[Coordinate labeling data]
........
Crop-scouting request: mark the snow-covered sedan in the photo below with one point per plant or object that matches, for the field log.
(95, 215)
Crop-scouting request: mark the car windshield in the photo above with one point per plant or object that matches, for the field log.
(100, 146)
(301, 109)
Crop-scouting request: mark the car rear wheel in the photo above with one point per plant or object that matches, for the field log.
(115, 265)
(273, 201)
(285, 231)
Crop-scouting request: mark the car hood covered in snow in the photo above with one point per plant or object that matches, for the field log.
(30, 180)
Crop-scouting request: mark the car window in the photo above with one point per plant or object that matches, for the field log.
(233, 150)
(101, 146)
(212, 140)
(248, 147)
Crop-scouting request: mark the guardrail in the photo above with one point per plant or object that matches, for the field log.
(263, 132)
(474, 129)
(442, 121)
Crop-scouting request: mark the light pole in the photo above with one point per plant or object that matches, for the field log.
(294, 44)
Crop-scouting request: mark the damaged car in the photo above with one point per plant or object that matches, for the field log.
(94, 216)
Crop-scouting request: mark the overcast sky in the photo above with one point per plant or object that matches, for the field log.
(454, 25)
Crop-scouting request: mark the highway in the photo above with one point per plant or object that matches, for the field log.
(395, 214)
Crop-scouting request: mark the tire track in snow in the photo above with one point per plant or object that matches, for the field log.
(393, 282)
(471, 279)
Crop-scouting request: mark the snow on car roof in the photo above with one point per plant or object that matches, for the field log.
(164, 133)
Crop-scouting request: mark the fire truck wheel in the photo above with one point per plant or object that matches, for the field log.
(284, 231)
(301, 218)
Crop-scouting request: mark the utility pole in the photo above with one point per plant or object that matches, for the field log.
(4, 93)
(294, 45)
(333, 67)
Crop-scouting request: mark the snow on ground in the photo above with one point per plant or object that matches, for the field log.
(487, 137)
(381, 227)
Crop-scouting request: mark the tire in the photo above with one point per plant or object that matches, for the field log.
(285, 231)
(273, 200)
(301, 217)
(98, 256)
........
Reproduce the items verbatim, beginning with the line that contains "Crop-scouting request: mark the tire in" and continuing through the end of the items.

Crop-scouting request: mark the tire in the photo above with one point per plant or object that matches, for the field log.
(285, 231)
(273, 200)
(301, 217)
(98, 256)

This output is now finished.